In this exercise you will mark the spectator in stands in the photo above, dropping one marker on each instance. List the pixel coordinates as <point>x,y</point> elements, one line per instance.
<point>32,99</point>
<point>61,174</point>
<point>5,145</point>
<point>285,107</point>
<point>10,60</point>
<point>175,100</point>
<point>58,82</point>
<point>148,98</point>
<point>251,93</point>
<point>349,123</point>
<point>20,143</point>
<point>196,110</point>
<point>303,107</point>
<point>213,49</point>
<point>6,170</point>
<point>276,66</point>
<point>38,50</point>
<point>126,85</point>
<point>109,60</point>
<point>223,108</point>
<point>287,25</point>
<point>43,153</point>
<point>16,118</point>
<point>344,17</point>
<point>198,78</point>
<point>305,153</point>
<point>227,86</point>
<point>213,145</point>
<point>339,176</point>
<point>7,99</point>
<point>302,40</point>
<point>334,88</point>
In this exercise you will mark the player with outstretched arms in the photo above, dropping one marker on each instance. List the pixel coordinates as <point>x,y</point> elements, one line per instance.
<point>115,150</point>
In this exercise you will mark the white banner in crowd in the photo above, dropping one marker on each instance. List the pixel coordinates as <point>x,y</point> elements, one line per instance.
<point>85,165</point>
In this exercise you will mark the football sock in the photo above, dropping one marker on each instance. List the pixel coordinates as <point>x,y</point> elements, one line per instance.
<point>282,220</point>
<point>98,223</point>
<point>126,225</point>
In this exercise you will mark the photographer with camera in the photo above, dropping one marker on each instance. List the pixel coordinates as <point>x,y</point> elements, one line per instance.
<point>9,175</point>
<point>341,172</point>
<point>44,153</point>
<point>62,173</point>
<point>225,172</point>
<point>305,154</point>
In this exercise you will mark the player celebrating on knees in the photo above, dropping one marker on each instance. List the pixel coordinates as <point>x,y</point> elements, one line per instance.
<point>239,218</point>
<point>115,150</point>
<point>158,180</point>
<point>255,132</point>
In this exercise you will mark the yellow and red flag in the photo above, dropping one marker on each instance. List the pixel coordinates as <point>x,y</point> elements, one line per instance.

--- --- ---

**Job:** Copy all of the lines above word for word, changing nothing.

**Written solution:**
In this exercise you will mark the spectator in stands in the photo above, dropping one marker on each instance. List the pixel coordinates as <point>x,y</point> elements, one line per instance.
<point>32,99</point>
<point>61,174</point>
<point>5,145</point>
<point>285,107</point>
<point>10,60</point>
<point>175,100</point>
<point>58,82</point>
<point>148,98</point>
<point>251,93</point>
<point>349,123</point>
<point>20,143</point>
<point>196,110</point>
<point>303,107</point>
<point>213,49</point>
<point>6,170</point>
<point>276,66</point>
<point>38,50</point>
<point>126,85</point>
<point>109,60</point>
<point>223,108</point>
<point>287,25</point>
<point>43,153</point>
<point>16,118</point>
<point>344,17</point>
<point>198,78</point>
<point>305,153</point>
<point>227,86</point>
<point>213,145</point>
<point>339,176</point>
<point>7,99</point>
<point>302,40</point>
<point>334,88</point>
In this exercise you will mark the player with outstretched arms in the photo above, dropping one marker on each instance. List the pixel coordinates as <point>x,y</point> elements, one line per instance.
<point>115,150</point>
In this exercise you will mark the white banner in crowd in the photo above, dropping one marker on each instance. List the pixel coordinates as <point>x,y</point> elements, one line per instance.
<point>85,165</point>
In this exercise you will mark the football sock in the photo above, dropping one marker on each instance. List the pixel coordinates as <point>x,y</point> elements, one line per instance.
<point>282,220</point>
<point>98,223</point>
<point>126,225</point>
In this exercise you will mark the photographer with camera in the photo above, dropping one marker on each instance. List the pixel coordinates as <point>x,y</point> elements, one line per instance.
<point>9,175</point>
<point>341,172</point>
<point>44,153</point>
<point>62,173</point>
<point>225,172</point>
<point>305,154</point>
In this exercise you will mark the player celebrating on knees in the photo above, dropping one marker on each instance. List the pixel coordinates as <point>x,y</point> elements, one line per instance.
<point>239,218</point>
<point>115,150</point>
<point>158,180</point>
<point>255,132</point>
In this exercise you will mark the yellow and red flag in the photo above, dropping one marker on each instance. List the pixel coordinates as <point>x,y</point> elements, one line per instance.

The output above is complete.